• _Short task 1_:
Using the club article below, determine whether each statement agrees with it, answering yes or no and quoting the deciding words of the article: (a) the women's team was relegated to the Verbandsliga Berlin in 1993; (b) the team defeated SV Henstedt-Ulzburg 6–1 in the promotion play-off final; (c) at its founding, the women's team was coached by Bernd Müller and Bernd Vogel.

1. FC Union Berlin Frauen
- Full name: 1. Fußballclub Union Berlin e. V.
- Founded: 22 September 1969; 57 years ago
- Ground: Stadion An der Alten Försterei
- Capacity: 22.012
- President: Dirk Zingler
- Manager: Marie-Louise Eta
- League: Frauen-Bundesliga
- 2025–26: Bundesliga, 9th of 14
| Home colours | Away colours | Third colours |

= 1. FC Union Berlin (women) =

1. FC Union Berlin is a women's association football club from Berlin, Germany. It is part of the 1. FC Union Berlin club.

==History==
1. FC Union Berlin was among the first clubs in former East Germany to establish a women's team. On 22 September 1969, the women's team received support from the club's first men's team and was coached by Bernd Müller and Bernd Vogel. After the dissolution of KWO Berlin in 1990, all their players joined 1. FC Union and competed in the final season of the GDR football championship. The team later played in the Oberliga Nordost but was relegated to the Verbandsliga Berlin in 1993.

They were promoted to the Regionalliga Nordost for the 2001–02 season and then to the 2. Frauen-Bundesliga for the 2007–08 season. After two seasons, they were relegated back to the Regionalliga Nordost for five seasons. Between 2014–15 and 2016–17, they experienced several promotions and relegations. Eventually, they settled in the Regionalliga Nordost until they were converted into a professional club for the 2023–24 season. Subsequently, they finished at the top of their region, earning promotion back to the 2. Frauen-Bundesliga for the 2024–25 season, following a 10–0 victory on aggregate over SV Henstedt-Ulzburg in the promotion play-off final. During the 2023–24 Regionalliga Nordost season, the team outscored opponents 145–5. On 27 April 2025, the club secured their first-ever promotion to the Bundesliga following a 6–1 victory over Borussia Mönchengladbach.

• _Entries from a pointing dataset_:
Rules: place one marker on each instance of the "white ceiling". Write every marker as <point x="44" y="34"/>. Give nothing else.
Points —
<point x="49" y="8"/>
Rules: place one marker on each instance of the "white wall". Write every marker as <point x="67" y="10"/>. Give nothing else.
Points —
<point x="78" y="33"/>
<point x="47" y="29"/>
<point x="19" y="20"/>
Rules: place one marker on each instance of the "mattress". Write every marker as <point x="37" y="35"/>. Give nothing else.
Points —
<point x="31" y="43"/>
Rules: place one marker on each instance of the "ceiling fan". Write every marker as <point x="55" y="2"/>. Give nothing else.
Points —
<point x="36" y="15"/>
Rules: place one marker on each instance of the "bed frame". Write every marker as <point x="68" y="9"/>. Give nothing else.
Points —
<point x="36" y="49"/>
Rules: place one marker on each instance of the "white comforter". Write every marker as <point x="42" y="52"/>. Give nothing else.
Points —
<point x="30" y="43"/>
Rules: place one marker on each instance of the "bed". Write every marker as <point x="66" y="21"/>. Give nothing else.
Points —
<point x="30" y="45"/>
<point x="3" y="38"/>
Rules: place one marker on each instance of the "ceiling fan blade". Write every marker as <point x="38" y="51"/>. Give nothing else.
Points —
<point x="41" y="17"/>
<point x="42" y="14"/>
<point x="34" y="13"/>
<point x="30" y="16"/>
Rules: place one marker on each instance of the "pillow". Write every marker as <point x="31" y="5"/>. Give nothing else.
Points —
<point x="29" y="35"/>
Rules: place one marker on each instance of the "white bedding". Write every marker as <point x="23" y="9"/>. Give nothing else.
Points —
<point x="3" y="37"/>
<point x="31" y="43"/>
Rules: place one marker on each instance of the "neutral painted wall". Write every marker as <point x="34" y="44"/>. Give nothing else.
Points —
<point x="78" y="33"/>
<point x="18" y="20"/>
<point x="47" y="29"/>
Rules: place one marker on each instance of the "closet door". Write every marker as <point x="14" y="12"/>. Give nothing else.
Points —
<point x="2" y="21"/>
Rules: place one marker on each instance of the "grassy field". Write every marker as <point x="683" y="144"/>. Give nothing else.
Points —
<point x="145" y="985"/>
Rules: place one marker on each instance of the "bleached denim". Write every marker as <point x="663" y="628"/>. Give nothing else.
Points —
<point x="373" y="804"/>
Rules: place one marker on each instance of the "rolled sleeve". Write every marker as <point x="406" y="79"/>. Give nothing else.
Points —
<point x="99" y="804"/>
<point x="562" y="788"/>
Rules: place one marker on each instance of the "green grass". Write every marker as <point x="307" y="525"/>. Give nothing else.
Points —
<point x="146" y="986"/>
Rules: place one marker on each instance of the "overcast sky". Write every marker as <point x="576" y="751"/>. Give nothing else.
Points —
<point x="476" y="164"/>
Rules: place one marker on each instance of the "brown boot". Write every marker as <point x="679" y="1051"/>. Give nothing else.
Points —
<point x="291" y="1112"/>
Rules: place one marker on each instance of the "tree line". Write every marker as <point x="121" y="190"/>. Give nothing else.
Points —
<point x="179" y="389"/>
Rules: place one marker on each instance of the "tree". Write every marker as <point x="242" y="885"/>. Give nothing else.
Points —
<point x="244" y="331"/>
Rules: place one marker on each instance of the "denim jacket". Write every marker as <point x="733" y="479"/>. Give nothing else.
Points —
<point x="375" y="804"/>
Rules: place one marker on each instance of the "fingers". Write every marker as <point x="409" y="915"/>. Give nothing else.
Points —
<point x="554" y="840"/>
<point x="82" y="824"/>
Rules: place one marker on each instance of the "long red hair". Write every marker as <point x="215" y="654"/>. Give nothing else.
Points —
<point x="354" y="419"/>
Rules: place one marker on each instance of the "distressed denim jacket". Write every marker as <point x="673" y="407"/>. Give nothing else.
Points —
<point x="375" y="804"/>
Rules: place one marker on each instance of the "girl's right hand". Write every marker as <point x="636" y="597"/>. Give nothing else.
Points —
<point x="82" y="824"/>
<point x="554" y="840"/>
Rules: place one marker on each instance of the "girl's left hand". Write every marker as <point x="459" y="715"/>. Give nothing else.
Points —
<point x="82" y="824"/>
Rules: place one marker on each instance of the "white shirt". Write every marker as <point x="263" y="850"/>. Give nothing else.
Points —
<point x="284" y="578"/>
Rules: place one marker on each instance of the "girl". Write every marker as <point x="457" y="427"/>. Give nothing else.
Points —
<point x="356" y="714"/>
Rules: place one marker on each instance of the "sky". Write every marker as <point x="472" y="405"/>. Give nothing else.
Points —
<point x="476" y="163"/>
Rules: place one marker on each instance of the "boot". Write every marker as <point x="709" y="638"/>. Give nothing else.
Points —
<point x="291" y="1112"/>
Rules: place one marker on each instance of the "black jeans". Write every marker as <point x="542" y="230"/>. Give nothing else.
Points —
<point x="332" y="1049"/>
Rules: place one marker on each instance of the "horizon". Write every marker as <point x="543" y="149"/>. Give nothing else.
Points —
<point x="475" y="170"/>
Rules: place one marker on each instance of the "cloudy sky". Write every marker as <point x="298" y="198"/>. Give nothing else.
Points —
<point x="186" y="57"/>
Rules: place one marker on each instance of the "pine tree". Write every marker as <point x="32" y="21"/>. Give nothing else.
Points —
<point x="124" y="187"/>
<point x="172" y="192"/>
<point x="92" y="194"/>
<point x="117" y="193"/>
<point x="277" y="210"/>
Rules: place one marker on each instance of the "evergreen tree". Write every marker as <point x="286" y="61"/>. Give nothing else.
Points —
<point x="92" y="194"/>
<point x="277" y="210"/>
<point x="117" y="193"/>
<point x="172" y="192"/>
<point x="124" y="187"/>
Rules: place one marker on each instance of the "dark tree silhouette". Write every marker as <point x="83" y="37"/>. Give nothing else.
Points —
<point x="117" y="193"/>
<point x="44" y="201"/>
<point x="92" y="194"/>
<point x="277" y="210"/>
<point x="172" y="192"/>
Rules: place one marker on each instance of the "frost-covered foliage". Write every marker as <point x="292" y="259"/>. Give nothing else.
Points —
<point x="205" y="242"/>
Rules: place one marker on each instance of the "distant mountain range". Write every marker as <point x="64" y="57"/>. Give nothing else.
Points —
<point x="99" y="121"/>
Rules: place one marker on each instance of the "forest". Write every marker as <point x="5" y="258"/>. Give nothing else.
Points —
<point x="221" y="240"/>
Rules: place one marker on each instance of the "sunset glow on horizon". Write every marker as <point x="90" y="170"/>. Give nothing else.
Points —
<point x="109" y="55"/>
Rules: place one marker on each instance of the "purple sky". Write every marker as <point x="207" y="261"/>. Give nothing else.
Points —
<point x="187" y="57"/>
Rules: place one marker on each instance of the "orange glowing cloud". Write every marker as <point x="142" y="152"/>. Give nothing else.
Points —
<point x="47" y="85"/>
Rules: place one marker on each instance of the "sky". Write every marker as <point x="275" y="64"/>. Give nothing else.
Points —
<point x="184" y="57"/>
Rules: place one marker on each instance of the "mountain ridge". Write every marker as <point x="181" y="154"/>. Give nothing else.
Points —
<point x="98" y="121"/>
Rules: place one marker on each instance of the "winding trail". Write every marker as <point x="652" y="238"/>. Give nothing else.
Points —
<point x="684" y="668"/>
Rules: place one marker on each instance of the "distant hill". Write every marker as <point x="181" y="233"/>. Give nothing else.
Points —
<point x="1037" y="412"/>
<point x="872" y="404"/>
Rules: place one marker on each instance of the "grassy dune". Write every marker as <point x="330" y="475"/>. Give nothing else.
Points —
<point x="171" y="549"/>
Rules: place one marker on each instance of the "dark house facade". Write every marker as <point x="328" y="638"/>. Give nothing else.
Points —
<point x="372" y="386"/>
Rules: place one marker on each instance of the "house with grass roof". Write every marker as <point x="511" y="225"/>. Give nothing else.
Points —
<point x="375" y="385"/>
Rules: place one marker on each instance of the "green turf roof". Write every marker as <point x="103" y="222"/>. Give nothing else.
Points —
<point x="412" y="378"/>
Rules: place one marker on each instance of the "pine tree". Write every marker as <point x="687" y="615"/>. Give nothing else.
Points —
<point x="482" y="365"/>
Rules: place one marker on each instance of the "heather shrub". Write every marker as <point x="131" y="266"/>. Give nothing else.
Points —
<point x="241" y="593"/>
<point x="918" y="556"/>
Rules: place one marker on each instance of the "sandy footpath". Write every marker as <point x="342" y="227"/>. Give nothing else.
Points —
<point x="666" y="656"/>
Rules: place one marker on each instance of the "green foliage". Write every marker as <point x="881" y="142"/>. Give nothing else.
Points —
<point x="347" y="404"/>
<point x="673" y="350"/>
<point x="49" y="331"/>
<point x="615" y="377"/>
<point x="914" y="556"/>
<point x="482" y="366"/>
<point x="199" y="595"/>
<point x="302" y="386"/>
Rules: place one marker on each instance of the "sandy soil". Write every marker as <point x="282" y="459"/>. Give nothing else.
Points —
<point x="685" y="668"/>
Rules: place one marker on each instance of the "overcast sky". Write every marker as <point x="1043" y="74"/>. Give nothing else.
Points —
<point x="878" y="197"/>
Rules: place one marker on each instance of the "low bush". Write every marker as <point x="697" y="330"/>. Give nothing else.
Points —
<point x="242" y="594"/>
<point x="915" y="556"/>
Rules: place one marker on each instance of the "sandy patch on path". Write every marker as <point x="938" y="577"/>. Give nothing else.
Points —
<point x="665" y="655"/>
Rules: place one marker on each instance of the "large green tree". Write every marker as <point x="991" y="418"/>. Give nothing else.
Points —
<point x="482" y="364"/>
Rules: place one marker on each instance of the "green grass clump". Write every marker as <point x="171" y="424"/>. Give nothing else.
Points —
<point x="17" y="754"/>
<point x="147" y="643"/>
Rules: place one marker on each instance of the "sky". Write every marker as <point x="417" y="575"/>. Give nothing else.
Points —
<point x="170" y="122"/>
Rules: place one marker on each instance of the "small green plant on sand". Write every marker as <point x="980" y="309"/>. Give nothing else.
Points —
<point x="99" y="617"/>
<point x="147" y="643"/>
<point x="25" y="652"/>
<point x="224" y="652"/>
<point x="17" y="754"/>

• _Short task 2_:
Pick out and copy every line of the records above that contains the string "wall". Case counts.

• _Written reply 1_:
(a) Yes: "was relegated to the Verbandsliga Berlin in 1993"
(b) No: "following a 10–0 victory on aggregate over SV Henstedt-Ulzburg in the promotion play-off final"
(c) Yes: "was coached by Bernd Müller and Bernd Vogel"

• _Written reply 2_:
Rules: place one marker on each instance of the "white wall". Write every marker as <point x="67" y="10"/>. Give nothing else.
Rules: place one marker on each instance of the "neutral painted wall". Write every marker as <point x="34" y="44"/>. Give nothing else.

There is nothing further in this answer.